> TEXT SECTION:
=======
I work in a very small company. There are only 2 full-time employees: me and my boss. There are 2 other part-timers: one person who was hired to do the bookkeeping and another co-worker.

Yesterday my boss told me that today she is giving me a performance review. I noticed she invited the person who does the bookkeeping (who also happens to be her best friend). When I asked why this other person was invited, she replied "I've made her in charge of HR so by-the-book, she should be there."

I really have a problem with a 3rd person being present, especially since I know the review won't be favorable since my boss and I don't really get along.

Do I have any rights to request that only my boss and I are present?

Hopefully somebody can respond today since my review is late this afternoon.

Thanks.

tomw's picture

I'm afraid I cannot say what is proper or what your rights are, but I can tell you what my firm does. I'm sure a smaller company would have a different approach.

In my company (50 people), there are usually only the reviewee plus the partner in charge of their department. If they span departments, there might be two partners. The HR person is never there.

The reviewer might solicit feedback from co-workers before the review, but it's usually a very intimate discussion.

Afterward, the reviewee writes up what was discussed and the reviewer signs off on it (or returns it for revisions if something is inaccurate). That paper and the written feedback from the reviewee's peers are all our HR department sees.

Mark's picture

No, you have no such right. The boss can invite whomever she wants.

This doesn't sound good, nor in any way professional. I would guess that she just wants someone else there to witness the bad review, and perhaps is even considering terminating you.

I'm serious.

BUT...you're thinking about this the wrong way. Rather than worrying about the process - you have no leverage there, and your boss isn't terribly effective at managing.

Here's what to do:

1. Prepare by making a list of specific actions and accomplishments that you have delivered both this year and at ANY time you've worked there (since you've never had a review, she could bring up really old stuff, so you should be ready with that as well). Put more current and more directly beneficial to the company first, of course. She'll surely interrupt you. There's nothing wrong with asking to continue, politely, "because if we're going to talk about my performance, surely you want to consider everything."
=======
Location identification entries
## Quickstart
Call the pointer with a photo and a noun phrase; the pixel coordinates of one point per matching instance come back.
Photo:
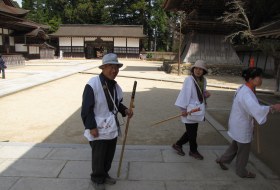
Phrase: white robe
(245, 109)
(188, 95)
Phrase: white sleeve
(184, 96)
(252, 106)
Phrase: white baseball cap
(110, 58)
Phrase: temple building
(203, 35)
(20, 38)
(93, 41)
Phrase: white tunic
(105, 120)
(245, 109)
(188, 95)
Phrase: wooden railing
(14, 60)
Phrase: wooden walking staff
(173, 117)
(258, 139)
(131, 106)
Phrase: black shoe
(223, 167)
(178, 149)
(110, 181)
(98, 186)
(196, 155)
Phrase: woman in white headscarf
(245, 110)
(193, 93)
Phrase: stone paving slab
(166, 171)
(70, 154)
(51, 184)
(7, 182)
(219, 185)
(31, 168)
(24, 152)
(138, 185)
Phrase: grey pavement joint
(28, 166)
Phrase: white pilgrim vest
(188, 95)
(105, 120)
(245, 109)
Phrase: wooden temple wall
(209, 47)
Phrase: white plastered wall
(132, 42)
(20, 48)
(120, 42)
(64, 41)
(34, 50)
(77, 41)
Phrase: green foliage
(148, 13)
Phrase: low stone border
(213, 69)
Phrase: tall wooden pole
(180, 43)
(131, 106)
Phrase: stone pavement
(27, 166)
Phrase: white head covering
(200, 64)
(110, 58)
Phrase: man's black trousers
(103, 152)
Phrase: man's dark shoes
(178, 149)
(221, 164)
(110, 181)
(196, 155)
(98, 186)
(250, 175)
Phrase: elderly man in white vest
(102, 100)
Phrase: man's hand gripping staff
(184, 114)
(129, 115)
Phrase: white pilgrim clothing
(188, 95)
(244, 110)
(105, 120)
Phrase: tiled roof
(88, 30)
(271, 30)
(12, 10)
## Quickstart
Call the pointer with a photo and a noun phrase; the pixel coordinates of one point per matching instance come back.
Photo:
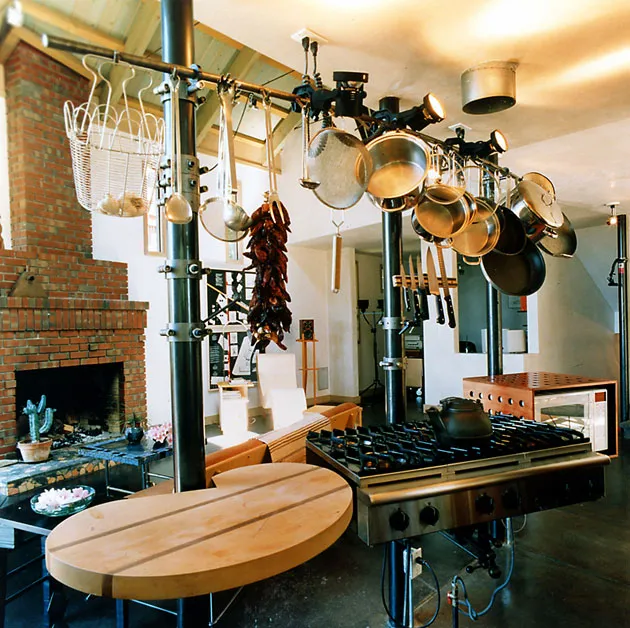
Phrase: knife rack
(397, 281)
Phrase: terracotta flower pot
(35, 452)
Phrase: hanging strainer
(221, 216)
(115, 154)
(341, 164)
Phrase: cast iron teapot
(460, 421)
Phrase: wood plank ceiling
(133, 26)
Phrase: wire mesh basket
(115, 154)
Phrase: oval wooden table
(259, 521)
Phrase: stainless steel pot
(400, 161)
(517, 275)
(479, 237)
(536, 208)
(446, 220)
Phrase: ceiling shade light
(612, 219)
(489, 87)
(498, 141)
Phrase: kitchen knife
(447, 292)
(403, 279)
(424, 301)
(415, 288)
(434, 287)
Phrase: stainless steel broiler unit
(407, 482)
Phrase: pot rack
(198, 77)
(186, 330)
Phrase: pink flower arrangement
(161, 433)
(56, 498)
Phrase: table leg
(122, 613)
(4, 553)
(193, 612)
(107, 478)
(55, 599)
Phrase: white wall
(308, 287)
(575, 324)
(444, 366)
(369, 287)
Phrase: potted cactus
(34, 449)
(134, 431)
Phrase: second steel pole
(184, 295)
(395, 407)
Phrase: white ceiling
(572, 117)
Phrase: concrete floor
(572, 569)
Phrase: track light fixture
(496, 144)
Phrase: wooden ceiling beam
(65, 58)
(241, 63)
(283, 130)
(143, 27)
(69, 24)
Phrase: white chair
(279, 392)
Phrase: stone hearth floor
(63, 464)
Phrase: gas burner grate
(407, 446)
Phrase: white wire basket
(115, 154)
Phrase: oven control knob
(484, 504)
(510, 499)
(399, 520)
(429, 515)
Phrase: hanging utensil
(424, 301)
(450, 312)
(221, 215)
(341, 164)
(177, 208)
(434, 288)
(405, 287)
(306, 181)
(536, 208)
(276, 208)
(335, 280)
(541, 180)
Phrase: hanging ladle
(306, 181)
(177, 208)
(234, 216)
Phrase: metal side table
(118, 450)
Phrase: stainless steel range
(406, 483)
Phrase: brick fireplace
(83, 316)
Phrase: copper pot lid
(540, 202)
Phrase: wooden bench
(285, 445)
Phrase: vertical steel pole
(622, 296)
(184, 296)
(395, 407)
(493, 299)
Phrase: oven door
(585, 411)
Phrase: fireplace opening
(88, 400)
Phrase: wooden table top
(261, 520)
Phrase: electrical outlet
(305, 32)
(416, 555)
(416, 567)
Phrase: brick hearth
(86, 317)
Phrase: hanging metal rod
(69, 45)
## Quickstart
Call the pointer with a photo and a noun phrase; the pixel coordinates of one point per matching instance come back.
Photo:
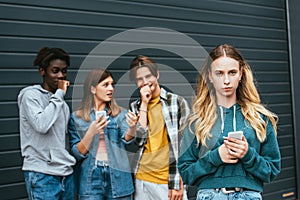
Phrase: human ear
(42, 71)
(93, 90)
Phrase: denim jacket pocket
(113, 134)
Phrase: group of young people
(84, 154)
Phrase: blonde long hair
(204, 106)
(87, 103)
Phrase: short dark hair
(46, 55)
(142, 61)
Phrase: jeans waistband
(103, 163)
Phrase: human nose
(110, 87)
(226, 79)
(60, 75)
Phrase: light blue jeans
(212, 194)
(101, 186)
(43, 186)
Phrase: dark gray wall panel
(258, 28)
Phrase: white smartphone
(100, 113)
(236, 134)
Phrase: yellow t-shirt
(154, 164)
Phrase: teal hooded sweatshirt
(203, 167)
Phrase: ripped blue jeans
(43, 186)
(212, 194)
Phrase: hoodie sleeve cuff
(215, 158)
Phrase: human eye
(64, 70)
(139, 79)
(218, 73)
(233, 72)
(55, 70)
(148, 76)
(105, 84)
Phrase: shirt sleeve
(39, 117)
(74, 139)
(191, 166)
(264, 165)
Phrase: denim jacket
(121, 178)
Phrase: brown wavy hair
(87, 103)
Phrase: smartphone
(100, 113)
(236, 134)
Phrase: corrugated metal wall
(257, 28)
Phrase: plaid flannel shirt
(175, 110)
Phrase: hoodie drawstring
(233, 121)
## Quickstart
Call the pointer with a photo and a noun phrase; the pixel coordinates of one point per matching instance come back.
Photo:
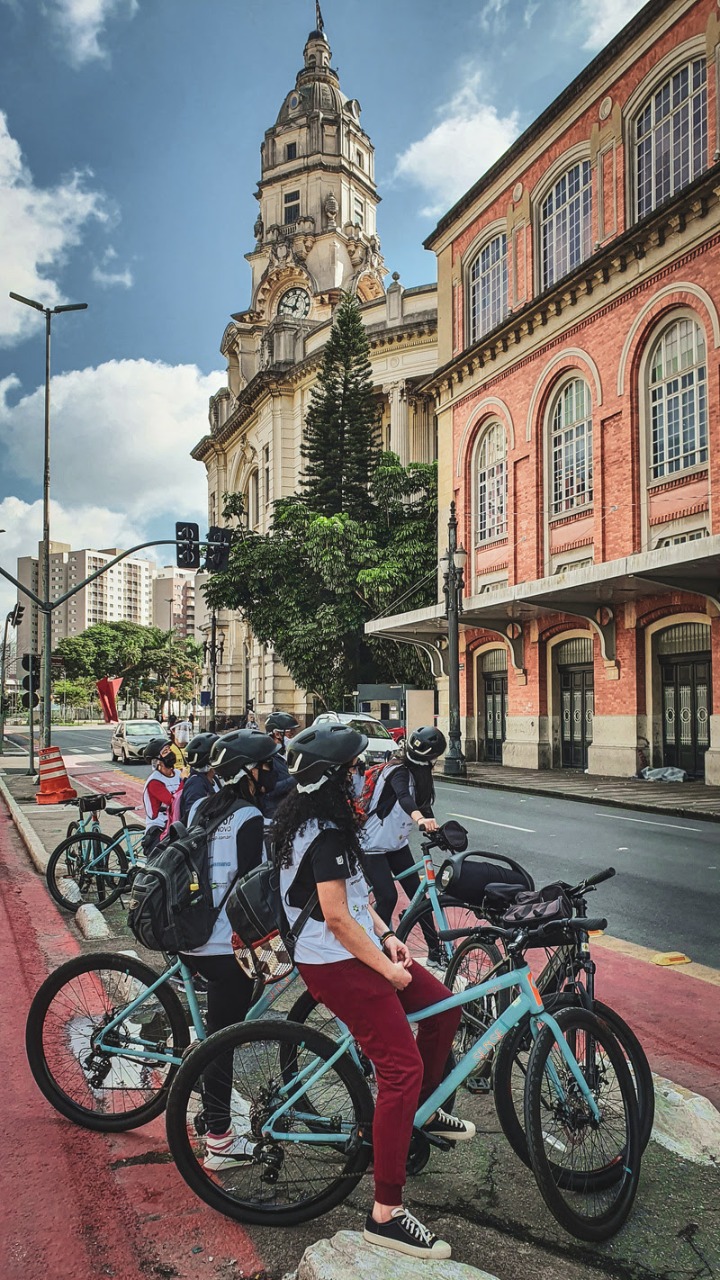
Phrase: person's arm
(333, 901)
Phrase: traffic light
(31, 682)
(187, 542)
(218, 551)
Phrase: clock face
(295, 302)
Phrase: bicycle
(306, 1107)
(568, 978)
(105, 1034)
(91, 865)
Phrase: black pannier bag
(468, 876)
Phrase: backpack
(172, 906)
(263, 940)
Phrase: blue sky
(130, 135)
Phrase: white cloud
(602, 21)
(37, 228)
(468, 138)
(81, 24)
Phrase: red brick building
(579, 417)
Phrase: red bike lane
(81, 1205)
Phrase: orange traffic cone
(54, 781)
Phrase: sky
(130, 152)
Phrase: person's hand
(397, 951)
(400, 978)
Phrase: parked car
(131, 737)
(381, 744)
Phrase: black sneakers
(450, 1128)
(405, 1234)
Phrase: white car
(381, 744)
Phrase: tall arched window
(678, 400)
(566, 223)
(572, 448)
(492, 484)
(671, 136)
(488, 287)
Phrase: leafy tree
(309, 586)
(341, 428)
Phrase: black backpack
(172, 906)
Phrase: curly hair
(333, 803)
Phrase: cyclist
(402, 798)
(159, 790)
(356, 967)
(201, 780)
(235, 848)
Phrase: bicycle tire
(564, 1125)
(67, 865)
(472, 963)
(55, 1040)
(269, 1170)
(410, 931)
(510, 1073)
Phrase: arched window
(566, 223)
(488, 287)
(678, 400)
(492, 484)
(572, 448)
(671, 136)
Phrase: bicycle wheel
(511, 1069)
(283, 1182)
(568, 1146)
(87, 868)
(86, 1083)
(472, 964)
(418, 929)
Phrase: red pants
(406, 1069)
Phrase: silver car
(131, 737)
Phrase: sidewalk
(680, 799)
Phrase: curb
(557, 794)
(31, 840)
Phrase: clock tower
(315, 232)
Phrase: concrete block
(686, 1123)
(347, 1257)
(91, 922)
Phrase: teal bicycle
(105, 1036)
(91, 865)
(301, 1100)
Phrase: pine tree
(341, 428)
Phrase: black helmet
(424, 745)
(281, 721)
(240, 750)
(322, 750)
(199, 750)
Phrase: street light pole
(46, 612)
(454, 563)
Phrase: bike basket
(91, 804)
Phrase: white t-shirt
(317, 942)
(223, 869)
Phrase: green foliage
(309, 586)
(341, 428)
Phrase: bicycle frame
(528, 1001)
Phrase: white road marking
(509, 826)
(646, 822)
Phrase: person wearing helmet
(159, 790)
(200, 782)
(235, 848)
(356, 967)
(402, 798)
(277, 781)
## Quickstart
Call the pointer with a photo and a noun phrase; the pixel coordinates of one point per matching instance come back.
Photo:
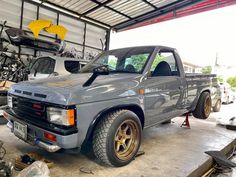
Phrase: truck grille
(29, 109)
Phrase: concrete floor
(170, 151)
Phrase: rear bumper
(35, 136)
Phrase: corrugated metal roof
(122, 14)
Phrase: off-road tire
(105, 137)
(217, 106)
(203, 102)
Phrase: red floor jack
(186, 121)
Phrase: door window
(72, 66)
(164, 65)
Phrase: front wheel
(117, 138)
(217, 106)
(203, 108)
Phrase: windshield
(129, 60)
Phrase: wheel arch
(132, 107)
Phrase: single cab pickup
(108, 103)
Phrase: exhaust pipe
(48, 147)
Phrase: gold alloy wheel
(126, 140)
(207, 106)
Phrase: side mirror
(101, 70)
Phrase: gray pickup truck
(109, 102)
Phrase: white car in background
(227, 95)
(50, 66)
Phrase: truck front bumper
(36, 135)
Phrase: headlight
(61, 116)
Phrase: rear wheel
(203, 108)
(217, 106)
(117, 138)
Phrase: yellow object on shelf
(37, 25)
(57, 29)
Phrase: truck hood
(69, 90)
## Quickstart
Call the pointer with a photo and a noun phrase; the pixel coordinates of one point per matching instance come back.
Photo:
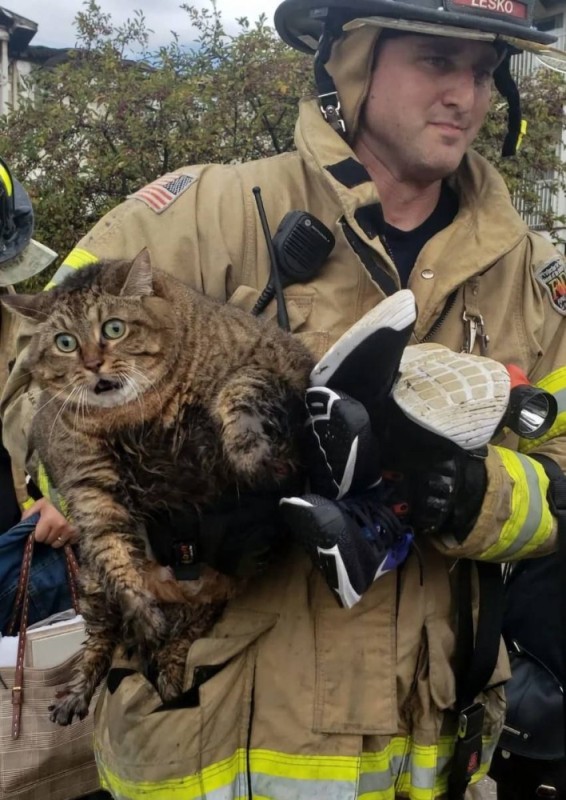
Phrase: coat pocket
(355, 666)
(192, 742)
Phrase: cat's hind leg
(189, 623)
(102, 636)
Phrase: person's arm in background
(498, 507)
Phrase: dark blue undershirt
(405, 246)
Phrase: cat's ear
(30, 306)
(139, 280)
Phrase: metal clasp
(474, 329)
(331, 110)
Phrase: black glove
(443, 484)
(447, 495)
(238, 537)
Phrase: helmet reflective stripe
(300, 22)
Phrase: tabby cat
(153, 396)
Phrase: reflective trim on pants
(418, 771)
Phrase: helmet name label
(510, 8)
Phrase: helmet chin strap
(328, 99)
(506, 86)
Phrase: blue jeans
(48, 586)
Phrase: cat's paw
(67, 705)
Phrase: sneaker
(342, 453)
(364, 362)
(353, 542)
(459, 397)
(349, 386)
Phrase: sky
(55, 17)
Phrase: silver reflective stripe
(278, 788)
(534, 515)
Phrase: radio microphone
(301, 245)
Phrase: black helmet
(313, 27)
(300, 23)
(20, 256)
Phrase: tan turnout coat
(344, 702)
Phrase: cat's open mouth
(106, 385)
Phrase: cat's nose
(93, 363)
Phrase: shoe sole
(458, 396)
(396, 313)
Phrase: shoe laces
(379, 522)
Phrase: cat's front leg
(259, 421)
(102, 626)
(114, 549)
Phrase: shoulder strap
(557, 503)
(21, 609)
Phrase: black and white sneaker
(364, 362)
(353, 542)
(349, 386)
(342, 452)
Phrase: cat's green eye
(113, 329)
(66, 342)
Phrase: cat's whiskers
(63, 406)
(143, 379)
(55, 396)
(129, 381)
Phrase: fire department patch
(552, 275)
(160, 194)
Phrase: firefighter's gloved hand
(238, 536)
(446, 494)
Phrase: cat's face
(104, 338)
(101, 351)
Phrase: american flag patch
(165, 190)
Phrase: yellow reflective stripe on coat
(418, 771)
(530, 523)
(49, 491)
(555, 383)
(76, 259)
(6, 180)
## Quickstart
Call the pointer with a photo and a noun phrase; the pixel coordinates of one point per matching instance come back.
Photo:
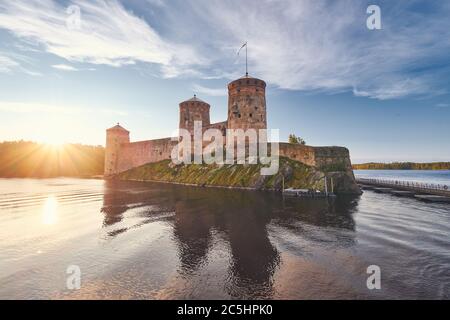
=======
> TO DO:
• a. In the performance review discussion, how many people work at tomw's company?
• b. Extract from the rows, line for line, everything starting with the line containing "Phrase: helmet reflective stripe" and running through the end of the rows. Leave the pictures out of your answer.

> THE RESPONSES:
• a. 50 people.

• b.
Phrase: helmet reflective stripe
(300, 22)
Phrase: tabby cat
(153, 396)
Phrase: reflective trim on pants
(418, 771)
Phrase: helmet name label
(510, 8)
Phrase: helmet chin strap
(328, 99)
(506, 86)
Phrase: blue jeans
(48, 586)
Phrase: cat's paw
(67, 705)
Phrase: sneaker
(342, 453)
(364, 362)
(353, 542)
(459, 397)
(349, 386)
Phrase: sky
(55, 17)
Phrase: silver reflective stripe
(278, 788)
(534, 515)
Phrase: radio microphone
(301, 245)
Phrase: black helmet
(313, 27)
(300, 23)
(20, 256)
Phrase: tan turnout coat
(344, 702)
Phrase: cat's open mouth
(106, 385)
Phrase: cat's nose
(93, 363)
Phrase: shoe sole
(458, 396)
(396, 313)
Phrase: shoe laces
(379, 522)
Phrase: cat's front leg
(259, 421)
(102, 626)
(114, 549)
Phrase: shoulder strap
(557, 503)
(21, 609)
Phrase: black and white sneaker
(364, 362)
(353, 542)
(349, 386)
(342, 452)
Phrase: cat's green eye
(113, 329)
(66, 342)
Phrase: cat's whiskers
(63, 406)
(143, 379)
(55, 396)
(129, 381)
Phrase: fire department patch
(552, 275)
(160, 194)
Phrase: firefighter's gloved hand
(238, 536)
(446, 494)
Phrase: cat's face
(104, 338)
(101, 351)
Phrase: american flag patch
(165, 190)
Phrase: yellow reflective stripe on coat
(418, 771)
(530, 523)
(49, 491)
(555, 383)
(76, 259)
(6, 180)
## Quickstart
Call the pointer with a photo and a noun phrase; the pixel coordinates of one point per matching instance come back.
Photo:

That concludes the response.